-------- TEXTABSCHNITT --------

Nachspiel 8000 km südlich von New York:

Es nicht anzunehmen, dass alle Transfrauen Mütter sein wollen, so wenig wie es von allen cis-Frauen anzunehmen ist. Aber der Wunsch ist da, woran mich ein anderer Roman erinnerte, wo ich las: „Wir trans Frauen hatten alle Mütter sein wollen, es ist eigenartig, wie sehr wir alle dasselbe gewollt hatten.“ Der Satz stammt aus Camila Sosa Villadas autobiografisch gefärbtem Roman „Im Park der prächtigen Schwestern“, der im Original hingegen „Las Malas“ heißt – also „die Bösen“.

8000 km südlich von New York gibt es also auch Transfrauen – wie natürlich überall auf dieser Welt. Bei Villada sind es Sexarbeiterinnen, die nachts in einem Park der nordargentinischen Stadt Córdoba ihre Dienste anbieten. Unter ihnen ist Tia Encarna, die sich schon immer ein Kind wünschte und es eines Nachts tatsächlich findet, wimmernd in einem Gebüsch versteckt, dort ausgesetzt und seinem Schicksal überlassen. Sie nimmt es an sich, zieht es auf und schafft es später, als ihres auszugeben, bis es schließlich auch amtlich ist. Das geht ans Herz – ohne falsche Sentimentalität. Das Kind wächst heran und versteht, dass es Mama und Papa in einer Person hat. Nicht alle Kinder hätten dieses Glück, versichert es uns. Encarna ist stolz auf ihr Kind, das den schönen Namen Glanz trägt. Weil es so klug ist, kommt es nie durcheinander – es nenne sie draußen Papa und daheim Mama.

--------

**AUFGABE**
Führen Sie den Text über den Roman „Im Park der prächtigen Schwestern“ ab seinem letzten Satz fort. Die Daten spielen hierfür keine Rolle.

-------- DATENZEILEN --------

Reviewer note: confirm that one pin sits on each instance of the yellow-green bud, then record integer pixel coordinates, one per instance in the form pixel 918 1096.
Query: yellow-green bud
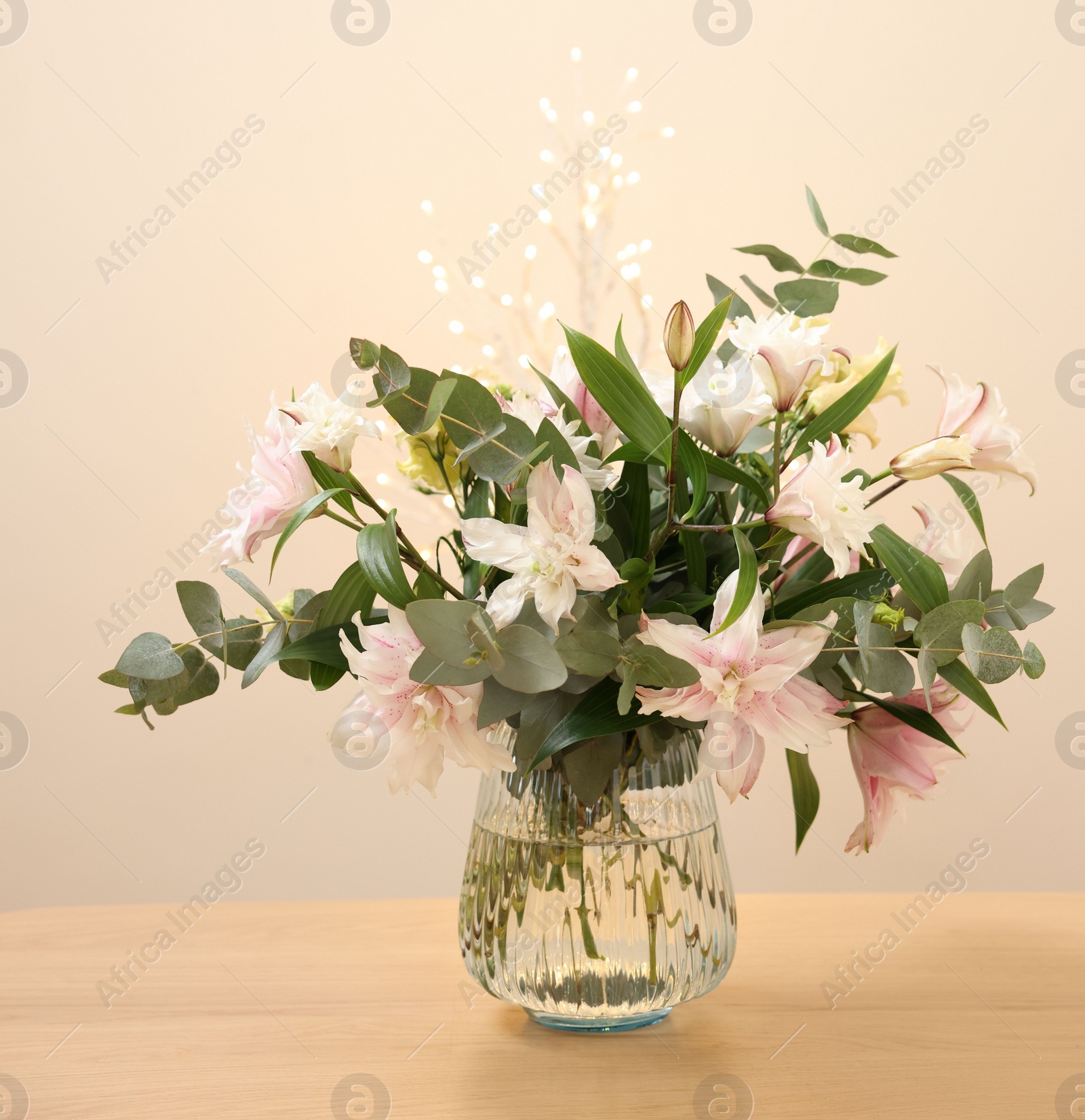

--------

**LÖSUNG**
Auch dies eine Leseempfehlung für einen Roman, der in all der brutalen Lebenswirklichkeit von Transmenschen immer auch einer berührenden Menschlichkeit auf der Spur ist: „Die Tia Encarna sagte immer: ‚Jede von uns hat bei der Verteilung der Gaben die Fähigkeit zur Transparenz und die Kunst zur Blendung erhalten.‘ Wir hatten uns alle angewöhnt, sehr schnell zu gehen, an der Grenze zum Trab. Das Tempo unserer Schritte ergab sich aus dem Bedürfnis, transparent zu sein. Sobald unsere Leiblichkeit sich erneut verfestigte, schrien uns Männer, Frauen und Kinder, Alte und Junge ihr Nein entgegen, dass wir eben nicht transparent waren, dass wir trans waren und damit alles, was in ihnen den Wunsch nach Beleidigung, nach Ablehnung weckte. Deshalb arbeiteten wir, mehr oder weniger geschickt, daran, transparent zu sein.“

PS: Auch wenn ich einen Punktsieg über Political Correctness im Fall von „Detransition, Baby“ behaupte, hatte der Ullstein Verlag es nicht versäumt, prüfen zu lassen, ob denn begrifflich alles korrekt sitze und zumutbar sei. Deshalb steht auf der Impressum-Seite dieser Satz, der mir noch nie begegnete und Erwähnung verdient: „Der Verlag bedankt sich herzlich bei Linus Giese für sein Sensitivity Reading.“ Ich muss ihn bei nächster Gelegenheit mal nach seinem Urteil fragen.

Nora Eckert ist Publizistin und Ausführender Vorstand bei TransInterQueer e. V.

Hinweis: Buchpremiere mit Torrey Peters und Inga Busch im Gespräch mit Christian Dunker am 12. Mai um 19:00 Uhr bei Geistesblüten und am 13. Mai wird Torrey Peters bei shesaid lesen.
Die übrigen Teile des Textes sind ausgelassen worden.